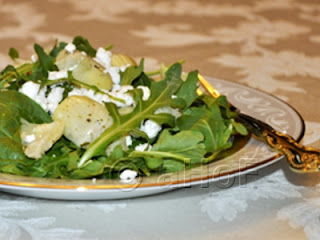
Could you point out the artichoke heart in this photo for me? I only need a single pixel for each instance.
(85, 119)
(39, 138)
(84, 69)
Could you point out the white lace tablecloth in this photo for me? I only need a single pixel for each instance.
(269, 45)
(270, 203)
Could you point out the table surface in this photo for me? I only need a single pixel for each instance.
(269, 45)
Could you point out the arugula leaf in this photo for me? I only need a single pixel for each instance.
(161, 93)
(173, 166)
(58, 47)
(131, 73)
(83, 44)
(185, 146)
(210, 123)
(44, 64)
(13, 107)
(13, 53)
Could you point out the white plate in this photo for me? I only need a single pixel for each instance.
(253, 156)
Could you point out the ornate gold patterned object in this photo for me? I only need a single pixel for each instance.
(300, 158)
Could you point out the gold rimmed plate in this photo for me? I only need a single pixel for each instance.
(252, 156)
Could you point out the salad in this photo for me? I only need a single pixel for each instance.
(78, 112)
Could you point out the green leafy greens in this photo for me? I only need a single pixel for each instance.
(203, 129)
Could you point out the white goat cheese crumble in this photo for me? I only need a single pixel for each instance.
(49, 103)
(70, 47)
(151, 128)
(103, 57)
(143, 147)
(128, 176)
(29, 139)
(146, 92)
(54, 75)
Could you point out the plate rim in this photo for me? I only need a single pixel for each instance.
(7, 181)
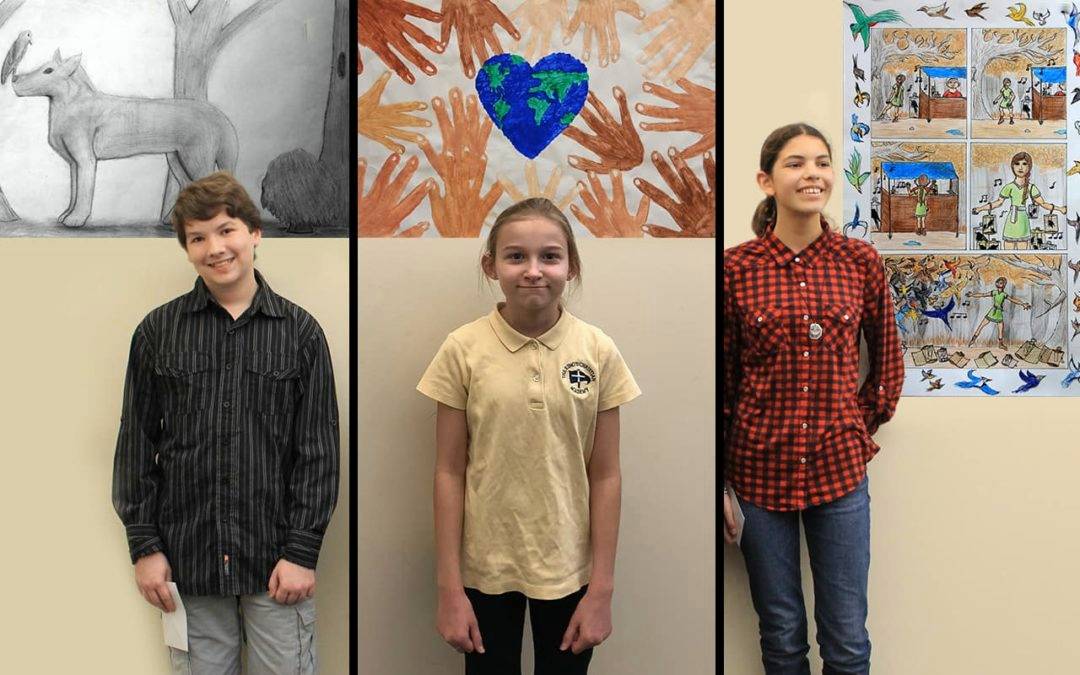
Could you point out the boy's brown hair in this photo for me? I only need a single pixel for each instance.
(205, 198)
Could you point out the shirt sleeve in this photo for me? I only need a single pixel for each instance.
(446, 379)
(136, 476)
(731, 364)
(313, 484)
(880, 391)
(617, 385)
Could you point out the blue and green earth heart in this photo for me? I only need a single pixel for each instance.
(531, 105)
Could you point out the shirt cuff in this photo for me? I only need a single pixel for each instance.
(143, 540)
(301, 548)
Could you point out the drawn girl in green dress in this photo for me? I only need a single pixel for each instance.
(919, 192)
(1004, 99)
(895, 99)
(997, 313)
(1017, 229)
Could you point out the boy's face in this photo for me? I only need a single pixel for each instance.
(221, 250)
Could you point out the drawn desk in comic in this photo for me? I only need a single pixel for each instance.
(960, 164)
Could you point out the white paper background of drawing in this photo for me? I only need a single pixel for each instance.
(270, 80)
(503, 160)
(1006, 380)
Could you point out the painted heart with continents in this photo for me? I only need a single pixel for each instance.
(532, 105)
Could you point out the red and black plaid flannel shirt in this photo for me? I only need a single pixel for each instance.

DIRECTIONS →
Copy the lines word for word, starting at the line containing "Could you point out the boy's face" and ending at the line containing "(1006, 380)".

CORRECT OUTPUT →
Could you point out the boy's face in this photo for me? I only need a single pixel for each instance.
(221, 250)
Could you point out the drawn desk in comic in this photo for me? I only need a single pixel for each instance.
(960, 164)
Could you point out the white paper background of drawing in this photo for me? I only need a single pixel for each instance.
(270, 80)
(503, 160)
(1006, 380)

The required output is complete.